** Begin Data in this exercise **

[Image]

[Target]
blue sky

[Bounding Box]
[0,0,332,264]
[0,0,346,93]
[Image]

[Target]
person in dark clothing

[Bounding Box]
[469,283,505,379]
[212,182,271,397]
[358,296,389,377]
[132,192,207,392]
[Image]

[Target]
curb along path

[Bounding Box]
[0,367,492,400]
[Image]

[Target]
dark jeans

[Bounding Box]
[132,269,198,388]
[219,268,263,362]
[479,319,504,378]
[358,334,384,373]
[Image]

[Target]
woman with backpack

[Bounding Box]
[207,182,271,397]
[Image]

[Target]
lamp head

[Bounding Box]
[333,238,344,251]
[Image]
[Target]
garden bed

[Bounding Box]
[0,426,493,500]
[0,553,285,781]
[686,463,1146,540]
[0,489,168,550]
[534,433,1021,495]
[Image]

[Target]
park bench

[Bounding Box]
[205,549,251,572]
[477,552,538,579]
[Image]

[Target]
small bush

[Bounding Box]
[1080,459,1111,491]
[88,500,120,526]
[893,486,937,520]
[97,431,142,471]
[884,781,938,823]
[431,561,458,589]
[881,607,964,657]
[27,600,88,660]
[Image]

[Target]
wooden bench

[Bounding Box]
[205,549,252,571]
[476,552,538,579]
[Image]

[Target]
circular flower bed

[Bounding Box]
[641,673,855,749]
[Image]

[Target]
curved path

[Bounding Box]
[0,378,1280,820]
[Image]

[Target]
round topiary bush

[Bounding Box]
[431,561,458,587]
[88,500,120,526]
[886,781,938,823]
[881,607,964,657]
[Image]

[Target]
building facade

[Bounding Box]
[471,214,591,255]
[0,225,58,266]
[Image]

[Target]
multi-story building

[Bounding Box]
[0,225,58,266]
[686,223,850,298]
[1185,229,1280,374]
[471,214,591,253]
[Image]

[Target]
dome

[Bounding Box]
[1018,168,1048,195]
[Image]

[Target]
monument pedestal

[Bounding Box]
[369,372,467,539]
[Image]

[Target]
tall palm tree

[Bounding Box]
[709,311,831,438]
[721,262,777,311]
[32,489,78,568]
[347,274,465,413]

** End Data in this exercise **

#### Direction:
Print all of the records above again, line for line and unchanged, from the first line to the last.

#### Full answer:
[Image]

[Target]
blue sky

[Bounding Box]
[0,0,332,264]
[0,0,346,93]
[Image]

[Target]
person in dark clothing

[Bounding Box]
[469,283,505,379]
[212,182,271,397]
[358,296,389,377]
[132,192,207,392]
[Image]

[Target]
curb along path

[Bounding Box]
[0,367,492,400]
[Image]

[Target]
dark jeans

[Bounding Box]
[132,269,198,388]
[219,268,263,362]
[479,319,504,378]
[358,334,384,373]
[Image]

[Target]
woman with backpack

[Bounding Box]
[207,182,271,397]
[Image]

[Target]
lamp head

[Bounding Box]
[333,238,344,251]
[Image]
[Target]
garden bed

[Bounding Box]
[0,426,493,500]
[0,553,285,781]
[686,463,1146,540]
[0,489,168,550]
[534,433,1021,495]
[Image]

[Target]
park bench

[Bounding Box]
[205,549,251,572]
[477,552,538,579]
[Image]

[Target]
small bush

[Bounding Box]
[1080,459,1111,491]
[88,500,120,526]
[893,486,937,520]
[97,431,142,471]
[884,781,938,823]
[431,561,458,589]
[881,607,964,657]
[27,600,88,660]
[Image]

[Target]
wooden bench

[Bounding Box]
[205,549,252,571]
[476,552,538,579]
[Image]

[Target]
circular flower bed

[Bounding Box]
[641,673,855,749]
[Image]

[Target]
curved path

[Bounding Box]
[0,378,1280,820]
[Image]

[Target]
round topiary bush

[Bounding Box]
[431,561,458,587]
[88,500,120,526]
[886,781,938,823]
[881,607,964,657]
[Image]

[Target]
building facade

[Bounding Box]
[471,214,591,255]
[0,225,58,266]
[Image]

[Target]
multi-story building

[Bounding Box]
[0,225,58,266]
[686,223,850,298]
[1185,229,1280,374]
[471,214,591,253]
[Image]

[Target]
dome

[Bounding Box]
[1018,168,1048,195]
[Image]

[Target]
monument pedestal

[Bounding Box]
[369,372,467,539]
[Image]

[Target]
tall palm tree

[Bounding Box]
[709,311,831,438]
[721,262,777,311]
[32,489,78,568]
[347,274,465,413]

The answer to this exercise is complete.